# [Goal of the exercise]
Leaving every picture out, repeat all of the entries below exactly.

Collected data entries
|---|

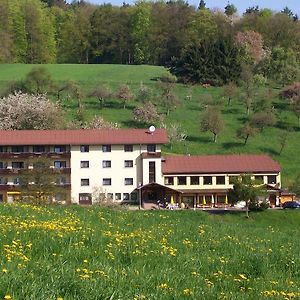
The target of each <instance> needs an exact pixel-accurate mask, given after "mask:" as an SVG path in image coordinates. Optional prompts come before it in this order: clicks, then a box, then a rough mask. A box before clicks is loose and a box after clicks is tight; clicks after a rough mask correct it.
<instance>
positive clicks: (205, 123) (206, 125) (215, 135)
mask: <svg viewBox="0 0 300 300" xmlns="http://www.w3.org/2000/svg"><path fill="white" fill-rule="evenodd" d="M200 128H201V130H202V131H204V132H205V131H210V132H211V133H212V134H213V136H214V139H213V141H214V143H216V142H217V137H218V135H219V134H220V133H221V131H222V130H223V129H224V121H223V118H222V115H221V112H220V110H219V109H218V108H217V107H208V108H207V110H206V111H205V113H204V114H203V115H202V118H201V123H200Z"/></svg>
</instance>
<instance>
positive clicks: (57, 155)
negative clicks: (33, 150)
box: [0, 152, 71, 159]
mask: <svg viewBox="0 0 300 300" xmlns="http://www.w3.org/2000/svg"><path fill="white" fill-rule="evenodd" d="M37 157H47V158H70V157H71V152H0V159H10V158H17V159H22V158H37Z"/></svg>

|---|

# [Expected answer]
The target of each <instance> needs an exact pixel-accurate mask, given after "mask:" as an SVG path in image coordinates. Optional prompts come before it in this order: clicks, then a box, then a rough mask. A box before clicks is loose and a box after clicks is tight; clicks after a rough mask correct it.
<instance>
positive clicks: (205, 123) (206, 125) (215, 135)
mask: <svg viewBox="0 0 300 300" xmlns="http://www.w3.org/2000/svg"><path fill="white" fill-rule="evenodd" d="M200 128H201V130H202V131H204V132H205V131H210V132H211V133H212V134H213V136H214V139H213V141H214V143H216V142H217V137H218V135H219V134H220V133H221V131H222V130H223V129H224V121H223V118H222V115H221V112H220V110H219V109H218V108H217V107H208V108H207V110H206V111H205V113H204V114H203V115H202V118H201V123H200Z"/></svg>
</instance>
<instance>
positive clicks: (57, 155)
negative clicks: (33, 150)
box: [0, 152, 71, 159]
mask: <svg viewBox="0 0 300 300" xmlns="http://www.w3.org/2000/svg"><path fill="white" fill-rule="evenodd" d="M37 157H47V158H70V157H71V152H0V159H10V158H17V159H22V158H37Z"/></svg>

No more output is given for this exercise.